___ TEXTO DE ORIGEM ___

Embora tenha negado envolvimento em qualquer tentativa de golpe, Tercio confirmou à Polícia Federal que esteve no Palácio da Alvorada, residência oficial da Presidência da República, em episódios cruciais sob investigação. Indagado sobre o que viu e ouviu enquanto frequentou o núcleo presidencial, esquivou-se. E foi auxiliado pelo advogado em momentos tensos do interrogatório, como as contradições que emergiram no depoimento. Um exemplo de saia justa em que o depoente se viu tem como pano de fundo o empresário argentino Fernando Cerimedo.

Live

Cerimedo trabalhou nas últimas eleições argentinas como estrategista da campanha que elegeu Javier Milei presidente. Mas tornou-se conhecido pelos brasileiros no dia 4 de novembro de 2022. Ele fez uma transmissão, pelo YouTube, cinco dias após a vitória de Luiz Inácio Lula da Silva, com questionamentos sobre as urnas eletrônicas. O conteúdo da live, segundo a Justiça Eleitoral brasileira, baseou-se em premissas falsas, com o intuito de fomentar a insurgência popular contra o resultado do pleito.

___

- [DESAFIO] Liste, por favor, todas as pessoas mencionadas pelo nome no texto acima, na ordem em que aparecem.

___ REGISTROS ___

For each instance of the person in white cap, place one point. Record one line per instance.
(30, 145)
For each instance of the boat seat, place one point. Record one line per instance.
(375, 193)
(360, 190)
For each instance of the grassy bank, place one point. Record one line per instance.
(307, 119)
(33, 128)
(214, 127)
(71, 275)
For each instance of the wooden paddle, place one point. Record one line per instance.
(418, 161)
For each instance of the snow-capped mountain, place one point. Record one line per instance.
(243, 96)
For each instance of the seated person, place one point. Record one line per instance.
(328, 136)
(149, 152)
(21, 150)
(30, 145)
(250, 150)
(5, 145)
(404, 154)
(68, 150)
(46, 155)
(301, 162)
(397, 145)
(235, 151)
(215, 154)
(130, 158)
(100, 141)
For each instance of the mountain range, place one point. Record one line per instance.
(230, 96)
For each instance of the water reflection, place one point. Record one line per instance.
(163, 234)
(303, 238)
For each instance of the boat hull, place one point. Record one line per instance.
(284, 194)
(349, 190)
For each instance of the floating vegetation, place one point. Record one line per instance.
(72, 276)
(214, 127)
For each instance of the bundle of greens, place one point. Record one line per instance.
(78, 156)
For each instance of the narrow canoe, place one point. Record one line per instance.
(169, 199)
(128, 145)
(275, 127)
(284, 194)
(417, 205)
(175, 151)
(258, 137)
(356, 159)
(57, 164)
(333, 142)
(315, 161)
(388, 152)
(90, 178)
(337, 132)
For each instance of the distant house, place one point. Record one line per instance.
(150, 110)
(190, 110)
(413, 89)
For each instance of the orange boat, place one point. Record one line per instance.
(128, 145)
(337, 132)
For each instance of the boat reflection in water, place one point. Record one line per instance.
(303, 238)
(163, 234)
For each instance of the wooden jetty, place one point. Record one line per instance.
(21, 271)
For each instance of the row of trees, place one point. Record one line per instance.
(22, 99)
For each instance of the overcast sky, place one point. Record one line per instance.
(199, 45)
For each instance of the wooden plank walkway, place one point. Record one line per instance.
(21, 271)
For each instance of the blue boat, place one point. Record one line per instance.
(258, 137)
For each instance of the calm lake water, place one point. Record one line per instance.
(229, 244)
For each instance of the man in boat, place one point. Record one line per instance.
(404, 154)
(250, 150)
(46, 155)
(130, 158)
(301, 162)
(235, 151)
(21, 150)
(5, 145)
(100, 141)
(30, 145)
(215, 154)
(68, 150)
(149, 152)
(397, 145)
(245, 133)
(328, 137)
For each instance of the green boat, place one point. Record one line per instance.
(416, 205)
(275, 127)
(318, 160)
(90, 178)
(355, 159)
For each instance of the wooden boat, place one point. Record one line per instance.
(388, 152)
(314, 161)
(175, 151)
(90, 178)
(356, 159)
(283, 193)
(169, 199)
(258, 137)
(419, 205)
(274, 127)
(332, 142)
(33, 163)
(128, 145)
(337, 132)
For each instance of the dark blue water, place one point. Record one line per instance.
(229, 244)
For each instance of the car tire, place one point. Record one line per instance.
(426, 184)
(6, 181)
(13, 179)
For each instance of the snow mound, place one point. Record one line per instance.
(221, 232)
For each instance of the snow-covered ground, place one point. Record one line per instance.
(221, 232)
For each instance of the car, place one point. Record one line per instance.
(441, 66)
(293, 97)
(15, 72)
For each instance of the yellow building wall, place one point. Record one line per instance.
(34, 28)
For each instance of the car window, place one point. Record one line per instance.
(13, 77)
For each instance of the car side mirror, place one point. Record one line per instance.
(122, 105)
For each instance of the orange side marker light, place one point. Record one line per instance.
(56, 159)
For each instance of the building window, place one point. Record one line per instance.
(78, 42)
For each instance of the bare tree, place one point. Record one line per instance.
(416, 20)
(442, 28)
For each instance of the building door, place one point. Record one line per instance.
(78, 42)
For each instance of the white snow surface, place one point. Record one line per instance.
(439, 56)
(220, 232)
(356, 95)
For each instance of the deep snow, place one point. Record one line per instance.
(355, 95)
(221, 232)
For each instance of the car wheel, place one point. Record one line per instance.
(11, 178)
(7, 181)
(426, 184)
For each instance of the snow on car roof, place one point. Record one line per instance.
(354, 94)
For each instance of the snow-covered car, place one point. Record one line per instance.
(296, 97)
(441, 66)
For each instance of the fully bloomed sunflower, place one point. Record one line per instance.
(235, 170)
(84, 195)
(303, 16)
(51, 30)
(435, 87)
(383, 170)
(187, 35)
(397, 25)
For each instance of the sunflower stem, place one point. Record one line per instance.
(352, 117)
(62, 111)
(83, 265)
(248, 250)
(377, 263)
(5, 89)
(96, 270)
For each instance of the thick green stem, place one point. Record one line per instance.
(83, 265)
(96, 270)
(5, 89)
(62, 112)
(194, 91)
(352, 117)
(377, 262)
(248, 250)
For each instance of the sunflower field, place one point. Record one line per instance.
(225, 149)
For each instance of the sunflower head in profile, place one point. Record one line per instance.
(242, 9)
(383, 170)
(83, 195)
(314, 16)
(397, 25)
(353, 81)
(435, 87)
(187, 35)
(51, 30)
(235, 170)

___
___ REGISTROS ___

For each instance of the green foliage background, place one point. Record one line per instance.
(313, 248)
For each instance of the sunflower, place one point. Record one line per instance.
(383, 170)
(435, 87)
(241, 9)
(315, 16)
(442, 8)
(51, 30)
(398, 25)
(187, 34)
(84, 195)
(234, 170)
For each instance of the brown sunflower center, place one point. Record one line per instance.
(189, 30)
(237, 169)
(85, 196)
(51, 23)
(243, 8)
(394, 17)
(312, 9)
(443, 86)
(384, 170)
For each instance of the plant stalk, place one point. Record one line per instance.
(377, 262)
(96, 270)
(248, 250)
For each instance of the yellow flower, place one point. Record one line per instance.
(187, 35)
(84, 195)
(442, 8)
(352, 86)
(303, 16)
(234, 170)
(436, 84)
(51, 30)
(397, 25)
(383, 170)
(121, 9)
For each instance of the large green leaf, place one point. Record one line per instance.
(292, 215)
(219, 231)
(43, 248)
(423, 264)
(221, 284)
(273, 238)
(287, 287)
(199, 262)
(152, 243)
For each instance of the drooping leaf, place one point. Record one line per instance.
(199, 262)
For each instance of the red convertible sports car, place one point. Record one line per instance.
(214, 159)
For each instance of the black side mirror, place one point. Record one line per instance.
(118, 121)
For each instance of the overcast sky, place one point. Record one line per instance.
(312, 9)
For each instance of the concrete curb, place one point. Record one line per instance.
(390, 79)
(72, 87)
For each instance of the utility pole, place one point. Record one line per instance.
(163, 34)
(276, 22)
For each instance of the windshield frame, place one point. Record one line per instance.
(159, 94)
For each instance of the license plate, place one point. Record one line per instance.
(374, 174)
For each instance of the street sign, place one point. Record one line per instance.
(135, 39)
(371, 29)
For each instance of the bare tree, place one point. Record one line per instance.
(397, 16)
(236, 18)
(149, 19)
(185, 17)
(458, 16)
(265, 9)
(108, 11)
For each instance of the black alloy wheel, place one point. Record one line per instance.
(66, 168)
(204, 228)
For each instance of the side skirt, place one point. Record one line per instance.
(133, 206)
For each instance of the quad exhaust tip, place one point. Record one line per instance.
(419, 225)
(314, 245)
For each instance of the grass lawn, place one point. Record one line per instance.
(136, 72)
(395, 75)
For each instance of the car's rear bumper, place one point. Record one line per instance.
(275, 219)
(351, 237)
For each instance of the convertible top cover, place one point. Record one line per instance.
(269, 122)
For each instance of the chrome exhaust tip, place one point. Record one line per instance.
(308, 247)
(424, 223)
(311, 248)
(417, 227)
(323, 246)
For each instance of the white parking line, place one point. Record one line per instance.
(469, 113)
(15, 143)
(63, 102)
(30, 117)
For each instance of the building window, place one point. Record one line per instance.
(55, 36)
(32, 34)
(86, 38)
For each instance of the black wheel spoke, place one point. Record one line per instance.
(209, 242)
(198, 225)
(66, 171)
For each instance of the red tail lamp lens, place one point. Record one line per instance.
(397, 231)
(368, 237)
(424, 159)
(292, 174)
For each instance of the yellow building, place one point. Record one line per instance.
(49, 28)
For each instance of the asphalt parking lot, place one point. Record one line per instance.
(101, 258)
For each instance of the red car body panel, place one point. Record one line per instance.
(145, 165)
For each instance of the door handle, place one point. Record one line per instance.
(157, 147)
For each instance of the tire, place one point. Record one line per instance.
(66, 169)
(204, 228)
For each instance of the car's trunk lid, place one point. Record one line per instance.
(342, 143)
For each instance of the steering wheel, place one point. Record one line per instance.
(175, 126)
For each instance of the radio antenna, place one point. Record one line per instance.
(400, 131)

___

- [A RESPOSTA] Tercio, Fernando Cerimedo, Javier Milei, Luiz Inácio Lula da Silva